- _SOURCE MATERIAL_
++++++

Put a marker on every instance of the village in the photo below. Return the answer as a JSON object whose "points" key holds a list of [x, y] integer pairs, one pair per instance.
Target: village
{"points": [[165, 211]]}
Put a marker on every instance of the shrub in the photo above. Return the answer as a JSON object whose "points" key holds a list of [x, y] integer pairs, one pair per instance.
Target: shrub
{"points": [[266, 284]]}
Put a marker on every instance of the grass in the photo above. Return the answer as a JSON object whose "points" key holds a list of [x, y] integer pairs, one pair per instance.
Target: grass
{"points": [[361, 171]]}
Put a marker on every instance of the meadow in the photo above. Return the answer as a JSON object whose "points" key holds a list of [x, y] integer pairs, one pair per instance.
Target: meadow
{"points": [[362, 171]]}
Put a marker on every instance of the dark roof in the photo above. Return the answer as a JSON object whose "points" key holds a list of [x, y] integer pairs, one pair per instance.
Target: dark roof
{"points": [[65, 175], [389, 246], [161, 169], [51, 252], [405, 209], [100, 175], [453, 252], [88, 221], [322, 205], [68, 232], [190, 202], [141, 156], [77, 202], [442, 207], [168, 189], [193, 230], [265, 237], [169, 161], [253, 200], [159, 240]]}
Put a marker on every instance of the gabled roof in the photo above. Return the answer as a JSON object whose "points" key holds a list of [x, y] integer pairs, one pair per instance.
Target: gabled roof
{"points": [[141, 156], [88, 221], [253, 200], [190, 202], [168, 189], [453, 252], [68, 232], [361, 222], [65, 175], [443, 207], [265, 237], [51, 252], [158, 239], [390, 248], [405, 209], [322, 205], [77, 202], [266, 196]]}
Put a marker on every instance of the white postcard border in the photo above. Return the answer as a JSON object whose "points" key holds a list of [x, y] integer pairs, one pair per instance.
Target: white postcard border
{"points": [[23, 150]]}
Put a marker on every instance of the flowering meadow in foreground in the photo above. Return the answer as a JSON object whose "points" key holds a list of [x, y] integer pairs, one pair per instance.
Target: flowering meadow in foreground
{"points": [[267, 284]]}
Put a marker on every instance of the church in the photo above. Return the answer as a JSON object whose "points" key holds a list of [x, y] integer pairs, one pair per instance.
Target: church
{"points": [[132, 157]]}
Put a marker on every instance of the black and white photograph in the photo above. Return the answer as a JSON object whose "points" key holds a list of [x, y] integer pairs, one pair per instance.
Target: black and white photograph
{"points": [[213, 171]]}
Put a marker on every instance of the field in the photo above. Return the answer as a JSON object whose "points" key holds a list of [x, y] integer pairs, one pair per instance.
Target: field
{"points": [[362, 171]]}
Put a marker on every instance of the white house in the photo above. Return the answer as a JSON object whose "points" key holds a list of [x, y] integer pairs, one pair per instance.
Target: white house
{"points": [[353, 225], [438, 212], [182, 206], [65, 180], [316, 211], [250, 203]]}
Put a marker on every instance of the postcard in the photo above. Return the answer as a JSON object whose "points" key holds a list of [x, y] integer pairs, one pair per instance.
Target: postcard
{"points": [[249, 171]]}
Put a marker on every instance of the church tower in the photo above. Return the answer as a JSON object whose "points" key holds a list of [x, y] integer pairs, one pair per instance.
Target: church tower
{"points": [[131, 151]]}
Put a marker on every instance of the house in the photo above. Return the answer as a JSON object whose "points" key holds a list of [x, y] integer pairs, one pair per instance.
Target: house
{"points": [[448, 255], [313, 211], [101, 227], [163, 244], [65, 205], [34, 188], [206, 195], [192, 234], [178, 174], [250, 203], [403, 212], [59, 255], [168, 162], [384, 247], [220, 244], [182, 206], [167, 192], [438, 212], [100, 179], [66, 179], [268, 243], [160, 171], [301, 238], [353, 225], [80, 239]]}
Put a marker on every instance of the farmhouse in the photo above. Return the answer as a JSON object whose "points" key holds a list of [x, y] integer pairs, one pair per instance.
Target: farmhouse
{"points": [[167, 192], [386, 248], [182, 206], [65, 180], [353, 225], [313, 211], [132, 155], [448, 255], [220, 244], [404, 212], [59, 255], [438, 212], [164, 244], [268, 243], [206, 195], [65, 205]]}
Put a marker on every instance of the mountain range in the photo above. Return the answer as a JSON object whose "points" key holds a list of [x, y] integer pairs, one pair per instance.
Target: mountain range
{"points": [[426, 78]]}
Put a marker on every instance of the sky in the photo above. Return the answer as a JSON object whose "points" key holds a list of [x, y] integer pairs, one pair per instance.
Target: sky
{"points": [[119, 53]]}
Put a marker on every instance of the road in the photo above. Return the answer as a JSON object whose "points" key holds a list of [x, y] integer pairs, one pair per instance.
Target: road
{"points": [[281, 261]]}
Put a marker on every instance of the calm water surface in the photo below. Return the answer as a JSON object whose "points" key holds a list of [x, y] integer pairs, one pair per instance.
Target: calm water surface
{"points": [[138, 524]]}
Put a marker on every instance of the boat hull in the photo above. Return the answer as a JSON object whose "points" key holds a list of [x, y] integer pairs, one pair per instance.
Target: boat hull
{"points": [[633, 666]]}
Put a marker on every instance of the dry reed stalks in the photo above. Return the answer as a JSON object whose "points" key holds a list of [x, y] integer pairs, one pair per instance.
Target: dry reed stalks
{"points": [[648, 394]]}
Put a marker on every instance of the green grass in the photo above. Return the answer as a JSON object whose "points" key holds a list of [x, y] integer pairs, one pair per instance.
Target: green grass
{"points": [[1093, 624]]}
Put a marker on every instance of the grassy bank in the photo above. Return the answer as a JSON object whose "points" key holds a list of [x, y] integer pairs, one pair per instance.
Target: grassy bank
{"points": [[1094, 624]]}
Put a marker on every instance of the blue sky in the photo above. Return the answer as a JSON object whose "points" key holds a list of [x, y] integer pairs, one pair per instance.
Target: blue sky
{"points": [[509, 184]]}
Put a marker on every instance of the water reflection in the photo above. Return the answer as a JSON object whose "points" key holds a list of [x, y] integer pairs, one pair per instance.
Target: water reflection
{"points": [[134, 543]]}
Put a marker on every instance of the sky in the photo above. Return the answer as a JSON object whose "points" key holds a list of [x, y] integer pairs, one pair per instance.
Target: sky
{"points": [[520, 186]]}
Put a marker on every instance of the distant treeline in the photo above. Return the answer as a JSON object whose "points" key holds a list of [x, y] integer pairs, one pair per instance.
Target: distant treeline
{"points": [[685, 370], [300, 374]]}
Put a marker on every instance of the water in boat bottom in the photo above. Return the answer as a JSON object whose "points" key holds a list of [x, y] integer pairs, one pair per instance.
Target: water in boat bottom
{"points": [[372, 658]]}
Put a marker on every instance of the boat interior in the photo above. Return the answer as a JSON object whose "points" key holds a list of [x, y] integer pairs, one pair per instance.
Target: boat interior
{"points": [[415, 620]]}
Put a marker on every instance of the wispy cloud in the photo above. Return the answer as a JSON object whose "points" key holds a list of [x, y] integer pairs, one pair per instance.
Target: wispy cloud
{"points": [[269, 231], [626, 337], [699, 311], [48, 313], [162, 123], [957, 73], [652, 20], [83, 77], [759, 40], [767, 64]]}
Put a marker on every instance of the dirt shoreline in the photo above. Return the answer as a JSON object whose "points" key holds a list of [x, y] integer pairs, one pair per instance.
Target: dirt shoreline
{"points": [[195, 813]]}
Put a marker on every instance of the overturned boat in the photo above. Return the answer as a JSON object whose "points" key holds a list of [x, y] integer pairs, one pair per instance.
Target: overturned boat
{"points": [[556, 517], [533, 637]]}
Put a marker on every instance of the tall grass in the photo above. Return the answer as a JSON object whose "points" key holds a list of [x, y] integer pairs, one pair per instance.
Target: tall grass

++++++

Extract every line from the one containing "Put a marker on every instance of the water reflection" to the end of the entries, including both of those lines, exactly as given and with nothing added.

Put a marker on every instance of the water reflection in the photo above. Return the answer as a JSON object whose "points" key holds a list of [x, y] integer pairs, one pair per instance.
Target: water reflection
{"points": [[134, 543]]}
Put a marker on every instance of the sky in the photo above. Return the answer as a JSON object whose "points" key holds a list of [x, y] integer pairs, one pair per instance.
Target: sky
{"points": [[520, 186]]}
Put a marker on every instance of the distant treeline in the photo above. Return the answer as a JSON object whose "points" key holds a list of [x, y] integer pairs, one pair per instance.
Target: distant treeline
{"points": [[685, 370], [300, 374]]}
Put a marker on every instance of the water in boat bottom in the photo above. Return the answer as a JSON object whose "points" key holds a list of [x, y] integer pairs, one pair per instance.
Target: water in boat bottom
{"points": [[372, 658]]}
Put a marker on every instance of the boat interior in the photo above. Return the answer as a JSON object whose "points" key holds a list of [x, y] integer pairs, one pair per instance.
Target: boat interior
{"points": [[415, 620]]}
Put a marker on every instance of the wispy cloud in the photo above. Return the answer as a JSON object whose "points" key holds a list of [x, y] integer pairs, one pair per instance.
Target: wispy cloud
{"points": [[269, 231], [626, 337], [699, 311], [48, 313], [162, 123], [957, 73], [652, 20], [83, 77], [759, 40], [767, 64]]}
Put a marker on every instance of the dirt shoreline in the photo above. Return the answer as a JSON object whose "points" key holds a list of [x, y] integer pairs, one pair per instance.
Target: dirt shoreline
{"points": [[195, 813]]}
Put a marker on every instance of the overturned boat in the photo above. Return the answer as a JSON object whose "points" key holds a list of [x, y] integer pairs, one pair per instance.
Target: overturned boat
{"points": [[556, 517], [533, 637]]}
Put a marker on every instance of the tall grass in the photo above. Return the answer as a JSON object whose "points" key holds a list of [x, y] integer pairs, one pair per instance.
Target: tall grass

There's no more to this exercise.